**PAGE TEXT**
★ ★ ★

It has also been said that over 80% of people will not stick to their New Year’s plan by February.  FEBRUARY!  That’s one month off to a great start and then nothing. Nada.  These people start out the year well- with the right intentions and probably the right mindset, but old habits die hard.  Life happens.  And the New Year’s resolutions are gone.  I’ve even heard that some people have the same resolution every year, or close to.

You probably know those people- maybe they are you?  Maybe the resolution is to workout more.  A gym membership is bought (usually for a cheap price), swearing to those around you this will be different… there are often a lot of visits in the first week or two, but the visits consist of walking in-maybe doing some cardio-maybe doing some weights, knowing the difference between the “regulars” and those there for their resolutions.  Maybe it’s even a little intimidating.  The results aren’t there that you would have hoped for.  Excuses start to take creep in.  And now there’s this gym membership being paid for, but not being used.

Let’s make 2019 different.  Create a plan now to make 2019 the year that you stick to your New Year’s Plan.  Maybe it’s eating healthier, working out more, more self-care, deeper dive into your spirituality, more time unplugged.  Whatever the resolution, there are definitely steps that can be taken to lead to continual success instead of starting strong, crashing and burning.

Let’s be one of 20%. It’s not hard, but it will require work (if it was easy, there wouldn’t be an 80% failure rate, right?)

  • WRITE OUT THE GOAL.  I know this is nothing new, but seriously- write it out.  If your goal is to be unplugged- then write down how often you are going to allow yourself screen time each day.  If you want to lose weight- write down how much and by when and how are you going to do it.  (it is safe to lose 1-2lbs a week).  Maybe you have a big goal- and if you do, then break it down into small goals (more on that later).  Write them down where you can see them every day (even post its on your bathroom mirror).
  • START SMALL.  Small steps that you can work on regularly integrating into your life will result in higher success rates than starting out doing too much, too fast.  Doing too much, too fast will cause disruption in the life you are used it.  It will shock your body and will result in easier burn out.  Depending upon what your resolution is, it can also result in injury as your body isn’t prepared to withstand the quick changes you are throwing at it and it just can’t keep up.  Start with a couple days a week and after you are successful with that for a couple weeks, then up it to 3 days a week.  Then 4, etc.

★ ★ ★

**RAW DATA**
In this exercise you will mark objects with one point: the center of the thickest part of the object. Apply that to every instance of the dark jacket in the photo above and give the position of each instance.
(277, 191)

★ ★ ★

**SHORT EXERCISE A**
Decide whether each statement agrees with the New Year's resolutions article. Answer yes or no for each, and quote the words from the article that settle it. (i) More than 80% of people abandon their New Year's plan by February. (ii) The article advises beginning a new routine at five days a week. (iii) The article calls a loss of 1-2 pounds a week safe.
**SHORT EXERCISE B**
According to the New Year's resolutions article, where could written goals be posted so they are seen every day?
The listing has no connection to the New Year's resolutions article.

**SOLUTION A**
(i) Yes: "over 80% of people will not stick to their New Year’s plan by February"
(ii) No: "Start with a couple days a week"
(iii) Yes: "it is safe to lose 1-2lbs a week"

**SOLUTION B**
On post its on the bathroom mirror.